VOS CONSIGNES: Reproduisez l'extrait cité ci-dessous en partant de « Mais sous un » et en terminant par « savent quelque chose. ». Substituez-y « Budapest » à « Varsovie ».

EXTRAIT CITÉ:
Mais sous un autre angle, il ne faut jamais sous-estimer la force de frappe d’un opposant ou résistant qui abandonne tout et s’éloigne avec l’espoir de revenir comme Charles de Gaulle au secours de la France occupée. Parmi les leçons de la seconde guerre mondiale, on retient qu’avant de voler au secours des peuples opprimés, les Occidentaux discutent carte sur table des retombées de l’intervention. Prague et Varsovie en savent quelque chose.

Autrement dit, une guerre n’est jamais celle dont se félicite le petit citoyen. On fait des cadavres un tapis sanglant vers la réalisation des enjeux à cent lieues des aspirations du peuple. Nicolas Machiavel disait: « On ne peut non plus appeler vaillance le fait de tuer ses concitoyens, de trahir ses amis, de ne pas avoir de parole, de pitié et de religion : toutes manières qui peuvent faire acquérir le pouvoir, non la gloire.»

Le Burundi s’achemine vers la fête de l’âge d’Abraham. Disons qu’aux Pays-Bas, quand on célèbre cinquante ans de vie pour un homme, on parle de l’âge d’Abraham. Mwezi Gisabo doit se retourner dans sa tombe car, mise à part la parenthèse coloniale, le Burundi existe depuis bien des siècles. Comme si la célébration du cinquantenaire dans l’effet d’entraînement continental devenait grotesque. Le bilan de ces années d’autonomie politique et économique en Afrique est généralement désastreux : coups d’Etat militaires, cynisme, dictatures, égoïsmes, népotisme, clientélisme, guerres, génocides, tribalisme et sous-développement chronique. On meurt encore de faim et l’eau potable fait cruellement défaut. Les budgets nationaux tendent les mains pour se gonfler de manne étrangère comme de cet amour-propre dont Voltaire disait qu’il s’agit d’un ballon rempli d’air et d’où sortent des tempêtes quand on lui fait des piqûres!

SEGMENT DE DONNÉES:
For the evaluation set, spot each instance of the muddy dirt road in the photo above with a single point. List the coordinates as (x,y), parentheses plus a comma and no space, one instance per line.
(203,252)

SOLUTION PROPOSÉE:
Mais sous un autre angle, il ne faut jamais sous-estimer la force de frappe d’un opposant ou résistant qui abandonne tout et s’éloigne avec l’espoir de revenir comme Charles de Gaulle au secours de la France occupée. Parmi les leçons de la seconde guerre mondiale, on retient qu’avant de voler au secours des peuples opprimés, les Occidentaux discutent carte sur table des retombées de l’intervention. Prague et Budapest en savent quelque chose.